**Exercise directions**
What is needed is every line, exactly as given, from the line containing "Point out the wall molding" through the end of the data below.

Records excerpted from a collection
——

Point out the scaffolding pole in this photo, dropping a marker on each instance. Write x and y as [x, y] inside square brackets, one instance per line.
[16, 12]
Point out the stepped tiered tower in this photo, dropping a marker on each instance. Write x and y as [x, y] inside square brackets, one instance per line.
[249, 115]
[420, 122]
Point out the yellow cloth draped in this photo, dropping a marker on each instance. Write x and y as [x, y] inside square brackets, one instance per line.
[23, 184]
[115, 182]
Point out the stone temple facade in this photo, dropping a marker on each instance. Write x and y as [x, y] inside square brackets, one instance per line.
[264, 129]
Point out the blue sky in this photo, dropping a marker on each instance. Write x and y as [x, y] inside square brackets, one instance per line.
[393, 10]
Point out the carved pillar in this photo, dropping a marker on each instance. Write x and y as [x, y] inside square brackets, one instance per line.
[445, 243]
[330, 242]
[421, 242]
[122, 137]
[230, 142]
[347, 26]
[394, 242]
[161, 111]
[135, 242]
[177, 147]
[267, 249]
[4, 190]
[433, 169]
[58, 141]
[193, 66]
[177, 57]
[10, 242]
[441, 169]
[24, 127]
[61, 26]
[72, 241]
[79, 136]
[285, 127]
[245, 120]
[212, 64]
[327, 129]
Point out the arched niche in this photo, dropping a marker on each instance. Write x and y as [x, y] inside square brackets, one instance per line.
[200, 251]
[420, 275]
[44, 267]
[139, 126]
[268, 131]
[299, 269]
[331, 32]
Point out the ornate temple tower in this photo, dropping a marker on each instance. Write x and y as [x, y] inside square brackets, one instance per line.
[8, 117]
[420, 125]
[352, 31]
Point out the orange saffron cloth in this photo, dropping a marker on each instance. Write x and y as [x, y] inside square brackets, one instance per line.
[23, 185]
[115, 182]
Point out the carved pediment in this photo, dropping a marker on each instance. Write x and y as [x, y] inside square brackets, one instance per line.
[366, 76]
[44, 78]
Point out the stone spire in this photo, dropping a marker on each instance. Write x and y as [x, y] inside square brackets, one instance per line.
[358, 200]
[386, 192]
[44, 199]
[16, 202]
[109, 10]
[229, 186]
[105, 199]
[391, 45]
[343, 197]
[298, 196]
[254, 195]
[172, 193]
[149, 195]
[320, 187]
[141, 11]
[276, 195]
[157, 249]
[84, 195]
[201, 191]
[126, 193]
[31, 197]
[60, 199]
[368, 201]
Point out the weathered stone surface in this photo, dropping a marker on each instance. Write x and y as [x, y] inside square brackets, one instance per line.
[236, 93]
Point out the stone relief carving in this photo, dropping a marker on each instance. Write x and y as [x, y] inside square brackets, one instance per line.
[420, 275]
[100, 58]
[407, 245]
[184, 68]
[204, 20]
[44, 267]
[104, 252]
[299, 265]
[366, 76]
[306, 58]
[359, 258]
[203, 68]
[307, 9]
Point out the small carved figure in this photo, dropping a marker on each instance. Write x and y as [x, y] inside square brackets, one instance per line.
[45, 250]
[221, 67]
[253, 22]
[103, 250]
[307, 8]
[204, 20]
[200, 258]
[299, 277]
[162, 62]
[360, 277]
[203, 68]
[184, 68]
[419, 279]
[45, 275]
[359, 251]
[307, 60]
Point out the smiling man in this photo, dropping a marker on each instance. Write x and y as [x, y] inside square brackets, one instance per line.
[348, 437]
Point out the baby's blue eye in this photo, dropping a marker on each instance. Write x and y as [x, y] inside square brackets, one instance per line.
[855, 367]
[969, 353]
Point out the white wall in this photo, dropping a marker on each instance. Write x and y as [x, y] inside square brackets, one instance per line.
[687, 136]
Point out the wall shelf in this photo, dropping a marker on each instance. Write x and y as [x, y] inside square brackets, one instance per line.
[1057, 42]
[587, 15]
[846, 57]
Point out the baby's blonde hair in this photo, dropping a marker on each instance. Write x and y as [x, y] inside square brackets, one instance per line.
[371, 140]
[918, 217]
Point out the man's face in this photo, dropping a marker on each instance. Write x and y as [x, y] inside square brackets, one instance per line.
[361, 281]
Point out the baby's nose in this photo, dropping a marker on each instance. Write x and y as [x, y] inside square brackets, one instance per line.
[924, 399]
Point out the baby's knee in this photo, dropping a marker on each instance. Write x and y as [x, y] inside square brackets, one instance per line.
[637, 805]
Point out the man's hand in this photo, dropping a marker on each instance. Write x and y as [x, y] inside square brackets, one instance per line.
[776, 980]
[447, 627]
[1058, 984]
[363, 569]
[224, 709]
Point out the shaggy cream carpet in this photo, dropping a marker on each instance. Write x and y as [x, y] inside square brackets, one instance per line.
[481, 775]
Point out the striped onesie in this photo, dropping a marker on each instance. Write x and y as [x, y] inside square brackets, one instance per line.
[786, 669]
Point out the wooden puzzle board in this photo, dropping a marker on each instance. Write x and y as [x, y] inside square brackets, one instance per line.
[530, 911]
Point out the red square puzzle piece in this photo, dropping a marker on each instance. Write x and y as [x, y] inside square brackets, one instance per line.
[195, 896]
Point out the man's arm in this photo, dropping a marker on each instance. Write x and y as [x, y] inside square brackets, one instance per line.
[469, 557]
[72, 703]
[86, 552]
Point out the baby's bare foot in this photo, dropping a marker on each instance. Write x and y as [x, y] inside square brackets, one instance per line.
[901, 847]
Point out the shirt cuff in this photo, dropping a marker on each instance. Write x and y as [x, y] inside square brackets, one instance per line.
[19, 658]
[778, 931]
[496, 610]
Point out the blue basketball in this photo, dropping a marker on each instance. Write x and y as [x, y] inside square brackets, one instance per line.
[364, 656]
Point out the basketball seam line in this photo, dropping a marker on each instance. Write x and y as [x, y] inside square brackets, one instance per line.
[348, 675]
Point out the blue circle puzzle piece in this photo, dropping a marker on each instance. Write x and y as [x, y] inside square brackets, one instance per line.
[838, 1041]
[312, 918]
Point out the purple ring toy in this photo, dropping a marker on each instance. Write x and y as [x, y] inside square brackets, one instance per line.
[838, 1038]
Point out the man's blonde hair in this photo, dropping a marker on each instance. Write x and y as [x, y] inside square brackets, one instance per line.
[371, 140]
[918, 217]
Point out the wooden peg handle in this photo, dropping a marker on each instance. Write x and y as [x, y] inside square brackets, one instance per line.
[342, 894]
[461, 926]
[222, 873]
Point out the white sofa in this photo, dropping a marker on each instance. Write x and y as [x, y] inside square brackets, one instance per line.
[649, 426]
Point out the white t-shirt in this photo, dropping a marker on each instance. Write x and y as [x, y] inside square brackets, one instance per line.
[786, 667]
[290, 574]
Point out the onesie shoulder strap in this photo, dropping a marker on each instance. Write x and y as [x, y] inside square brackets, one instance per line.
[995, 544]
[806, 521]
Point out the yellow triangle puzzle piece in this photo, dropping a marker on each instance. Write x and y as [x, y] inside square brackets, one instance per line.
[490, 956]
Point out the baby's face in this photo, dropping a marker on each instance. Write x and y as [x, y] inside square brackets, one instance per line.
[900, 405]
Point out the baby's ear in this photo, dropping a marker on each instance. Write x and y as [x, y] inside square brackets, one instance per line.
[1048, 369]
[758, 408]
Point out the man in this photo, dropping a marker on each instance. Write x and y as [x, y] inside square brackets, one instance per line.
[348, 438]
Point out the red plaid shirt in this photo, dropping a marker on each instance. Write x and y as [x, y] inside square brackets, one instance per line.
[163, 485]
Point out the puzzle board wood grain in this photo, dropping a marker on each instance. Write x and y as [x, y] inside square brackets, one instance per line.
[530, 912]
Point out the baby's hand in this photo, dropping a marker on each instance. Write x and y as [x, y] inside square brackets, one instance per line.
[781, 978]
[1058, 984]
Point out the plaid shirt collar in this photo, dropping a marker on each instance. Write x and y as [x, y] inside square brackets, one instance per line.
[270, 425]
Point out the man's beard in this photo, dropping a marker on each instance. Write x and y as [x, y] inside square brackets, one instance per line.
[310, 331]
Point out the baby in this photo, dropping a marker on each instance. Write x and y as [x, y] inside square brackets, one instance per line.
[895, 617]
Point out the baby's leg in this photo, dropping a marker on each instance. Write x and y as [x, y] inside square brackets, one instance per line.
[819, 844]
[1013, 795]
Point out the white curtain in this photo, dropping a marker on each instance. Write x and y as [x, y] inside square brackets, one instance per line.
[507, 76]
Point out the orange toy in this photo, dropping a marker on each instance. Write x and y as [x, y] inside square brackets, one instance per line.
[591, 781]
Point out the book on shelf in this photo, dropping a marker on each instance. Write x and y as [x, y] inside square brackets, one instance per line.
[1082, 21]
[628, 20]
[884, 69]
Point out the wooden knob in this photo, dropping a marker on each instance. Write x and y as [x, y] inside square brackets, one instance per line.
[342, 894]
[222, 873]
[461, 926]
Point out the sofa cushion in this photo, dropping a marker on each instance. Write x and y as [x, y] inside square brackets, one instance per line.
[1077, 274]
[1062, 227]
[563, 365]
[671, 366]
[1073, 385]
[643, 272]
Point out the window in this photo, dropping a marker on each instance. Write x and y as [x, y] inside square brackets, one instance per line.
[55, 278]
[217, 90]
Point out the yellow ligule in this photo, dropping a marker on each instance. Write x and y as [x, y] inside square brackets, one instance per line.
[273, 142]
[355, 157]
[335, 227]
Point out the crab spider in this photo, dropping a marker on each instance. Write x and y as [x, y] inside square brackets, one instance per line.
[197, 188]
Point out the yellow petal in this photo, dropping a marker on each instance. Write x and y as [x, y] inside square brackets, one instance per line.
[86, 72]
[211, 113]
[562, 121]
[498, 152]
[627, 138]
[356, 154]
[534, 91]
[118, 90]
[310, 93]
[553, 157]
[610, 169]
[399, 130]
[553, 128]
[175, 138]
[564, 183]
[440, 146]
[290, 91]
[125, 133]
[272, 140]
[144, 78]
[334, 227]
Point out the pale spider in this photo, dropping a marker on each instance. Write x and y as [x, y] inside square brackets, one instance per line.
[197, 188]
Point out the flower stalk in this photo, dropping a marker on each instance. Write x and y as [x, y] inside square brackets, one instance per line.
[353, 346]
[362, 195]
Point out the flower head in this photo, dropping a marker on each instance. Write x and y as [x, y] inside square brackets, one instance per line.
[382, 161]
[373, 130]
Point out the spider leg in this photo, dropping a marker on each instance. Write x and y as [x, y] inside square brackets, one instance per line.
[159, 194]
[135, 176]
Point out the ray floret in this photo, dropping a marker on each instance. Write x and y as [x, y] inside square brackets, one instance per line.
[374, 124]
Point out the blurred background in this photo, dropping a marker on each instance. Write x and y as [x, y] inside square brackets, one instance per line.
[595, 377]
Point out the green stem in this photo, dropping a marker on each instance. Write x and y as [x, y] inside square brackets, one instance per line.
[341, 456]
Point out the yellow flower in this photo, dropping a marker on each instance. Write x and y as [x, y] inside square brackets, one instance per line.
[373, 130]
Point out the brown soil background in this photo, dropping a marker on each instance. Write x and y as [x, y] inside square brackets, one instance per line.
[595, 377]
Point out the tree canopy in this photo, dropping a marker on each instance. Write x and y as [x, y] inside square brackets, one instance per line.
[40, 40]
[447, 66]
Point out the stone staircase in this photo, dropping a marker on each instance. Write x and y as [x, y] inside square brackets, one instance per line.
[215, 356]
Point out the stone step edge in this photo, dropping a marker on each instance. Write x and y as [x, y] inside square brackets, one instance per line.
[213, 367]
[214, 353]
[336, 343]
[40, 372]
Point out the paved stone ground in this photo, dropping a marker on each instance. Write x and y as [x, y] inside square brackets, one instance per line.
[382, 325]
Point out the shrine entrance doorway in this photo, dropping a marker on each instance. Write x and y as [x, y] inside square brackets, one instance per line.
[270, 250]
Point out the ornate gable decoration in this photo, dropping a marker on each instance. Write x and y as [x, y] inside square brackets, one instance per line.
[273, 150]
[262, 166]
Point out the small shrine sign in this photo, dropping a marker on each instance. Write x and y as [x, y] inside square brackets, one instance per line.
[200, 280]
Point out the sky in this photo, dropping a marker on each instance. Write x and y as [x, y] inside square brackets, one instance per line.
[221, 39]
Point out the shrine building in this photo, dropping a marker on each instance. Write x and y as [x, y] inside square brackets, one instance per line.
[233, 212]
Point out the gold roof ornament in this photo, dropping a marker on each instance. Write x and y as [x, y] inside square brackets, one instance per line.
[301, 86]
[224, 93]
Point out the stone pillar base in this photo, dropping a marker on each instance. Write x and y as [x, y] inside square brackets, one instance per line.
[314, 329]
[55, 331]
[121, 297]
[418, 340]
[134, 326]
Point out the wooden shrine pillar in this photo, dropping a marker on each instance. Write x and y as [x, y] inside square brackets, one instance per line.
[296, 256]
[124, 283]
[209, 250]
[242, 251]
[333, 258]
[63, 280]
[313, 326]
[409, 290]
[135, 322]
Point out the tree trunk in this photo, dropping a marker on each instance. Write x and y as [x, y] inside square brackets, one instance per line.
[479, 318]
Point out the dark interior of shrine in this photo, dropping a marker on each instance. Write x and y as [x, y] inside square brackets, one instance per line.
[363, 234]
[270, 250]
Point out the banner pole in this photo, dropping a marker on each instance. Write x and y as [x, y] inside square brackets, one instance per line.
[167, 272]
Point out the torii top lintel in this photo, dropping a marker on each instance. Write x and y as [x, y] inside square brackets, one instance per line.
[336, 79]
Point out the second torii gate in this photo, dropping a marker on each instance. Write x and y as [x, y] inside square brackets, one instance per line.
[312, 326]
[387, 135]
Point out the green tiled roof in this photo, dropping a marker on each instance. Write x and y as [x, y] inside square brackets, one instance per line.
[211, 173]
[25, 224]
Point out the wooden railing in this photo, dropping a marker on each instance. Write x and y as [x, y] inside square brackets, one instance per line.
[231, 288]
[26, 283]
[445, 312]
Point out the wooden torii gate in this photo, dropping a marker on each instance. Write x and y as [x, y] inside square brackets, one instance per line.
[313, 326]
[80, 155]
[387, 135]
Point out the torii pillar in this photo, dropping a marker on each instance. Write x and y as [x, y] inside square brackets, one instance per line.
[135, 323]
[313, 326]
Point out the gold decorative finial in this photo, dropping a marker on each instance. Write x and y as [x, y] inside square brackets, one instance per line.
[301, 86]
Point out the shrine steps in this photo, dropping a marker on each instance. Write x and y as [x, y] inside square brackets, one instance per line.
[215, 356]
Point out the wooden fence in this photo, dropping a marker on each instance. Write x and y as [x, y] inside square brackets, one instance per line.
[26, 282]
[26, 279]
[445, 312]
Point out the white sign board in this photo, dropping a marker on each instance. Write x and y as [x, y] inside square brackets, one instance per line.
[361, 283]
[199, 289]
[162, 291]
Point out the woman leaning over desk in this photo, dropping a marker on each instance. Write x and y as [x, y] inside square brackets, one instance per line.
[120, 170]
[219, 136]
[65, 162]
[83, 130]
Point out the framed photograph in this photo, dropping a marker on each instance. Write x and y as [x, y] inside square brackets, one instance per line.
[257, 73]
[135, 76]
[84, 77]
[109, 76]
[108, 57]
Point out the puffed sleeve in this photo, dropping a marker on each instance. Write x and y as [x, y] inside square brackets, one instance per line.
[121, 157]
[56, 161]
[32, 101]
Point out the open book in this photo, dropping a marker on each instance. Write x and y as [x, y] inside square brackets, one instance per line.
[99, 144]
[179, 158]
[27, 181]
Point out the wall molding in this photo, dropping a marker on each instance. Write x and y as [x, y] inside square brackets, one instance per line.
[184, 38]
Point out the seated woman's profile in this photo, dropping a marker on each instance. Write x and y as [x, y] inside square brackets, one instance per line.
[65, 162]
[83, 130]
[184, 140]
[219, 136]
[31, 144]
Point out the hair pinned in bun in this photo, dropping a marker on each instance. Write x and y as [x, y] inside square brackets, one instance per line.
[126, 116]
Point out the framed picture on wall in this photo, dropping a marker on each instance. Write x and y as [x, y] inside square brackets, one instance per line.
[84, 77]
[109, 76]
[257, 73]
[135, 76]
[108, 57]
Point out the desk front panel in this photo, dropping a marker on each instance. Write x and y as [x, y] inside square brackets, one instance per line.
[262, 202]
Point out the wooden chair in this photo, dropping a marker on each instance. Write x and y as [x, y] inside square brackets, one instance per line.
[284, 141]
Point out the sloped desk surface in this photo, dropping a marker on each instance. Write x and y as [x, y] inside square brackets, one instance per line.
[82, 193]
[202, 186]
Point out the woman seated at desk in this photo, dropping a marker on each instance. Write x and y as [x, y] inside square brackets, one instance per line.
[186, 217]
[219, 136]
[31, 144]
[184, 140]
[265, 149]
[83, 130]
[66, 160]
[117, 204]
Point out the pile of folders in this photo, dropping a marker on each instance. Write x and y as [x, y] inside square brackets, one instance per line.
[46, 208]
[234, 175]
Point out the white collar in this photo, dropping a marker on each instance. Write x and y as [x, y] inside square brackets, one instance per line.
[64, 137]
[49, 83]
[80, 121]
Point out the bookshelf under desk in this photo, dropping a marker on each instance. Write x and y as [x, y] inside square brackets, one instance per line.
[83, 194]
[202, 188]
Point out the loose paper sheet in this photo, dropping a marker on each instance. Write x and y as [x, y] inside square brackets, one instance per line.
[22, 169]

——

**Expected output**
Point out the wall molding in this photo, dropping a marker on each instance. Write x and y as [x, y] inside square brackets, one instance per line.
[184, 38]
Point out the seated woman's profile in this photo, dropping a marker on each instance. Write x and y as [x, y] inside square brackets, one instance per line.
[65, 162]
[83, 130]
[184, 140]
[219, 136]
[31, 144]
Point out the hair pinned in bun in this photo, dropping a marker on each instance. Write x and y as [x, y] inside square brackets, one instance per line.
[126, 116]
Point out the framed picture on wall in this photo, dropping a marker on each instance. Write x and y as [x, y] inside square brackets, one instance per line.
[84, 77]
[109, 76]
[257, 73]
[135, 76]
[108, 57]
Point out the desk front panel in this photo, dropping a marker on each instance. Write x and y as [x, y] inside square brackets, one instance per line.
[262, 202]
Point out the wooden chair in this photo, dropping a marker on each instance. Write x and y as [x, y] inside square brackets, one instance per line.
[284, 141]
Point out the sloped desk surface in this photo, dropping a marker on each instance. Write x and y as [x, y] inside square brackets, one instance per line.
[82, 193]
[202, 186]
Point out the woman seated at desk in this photo, dropping a marker on each instance. Write x and y as [x, y] inside square brackets, one instance per line.
[186, 217]
[219, 136]
[31, 144]
[184, 140]
[265, 149]
[83, 130]
[66, 160]
[117, 204]
Point out the pile of folders in this photo, dropping a marker on each instance. Write x and y as [x, y] inside square brackets, one instance per line.
[46, 208]
[234, 175]
Point out the white collar in this photo, dropping a marker on each instance. Write x and y as [x, y] inside square brackets, one instance per line.
[64, 137]
[49, 83]
[80, 121]
Point out the bookshelf under desk in this photo, dropping a marker on each instance. Write x and y as [x, y] inside square brackets, one instance per line.
[83, 194]
[202, 188]
Point out the loose paper sheet in this photo, dropping a marker on each instance. Write x and y as [x, y] inside square brackets, one instance per line.
[22, 169]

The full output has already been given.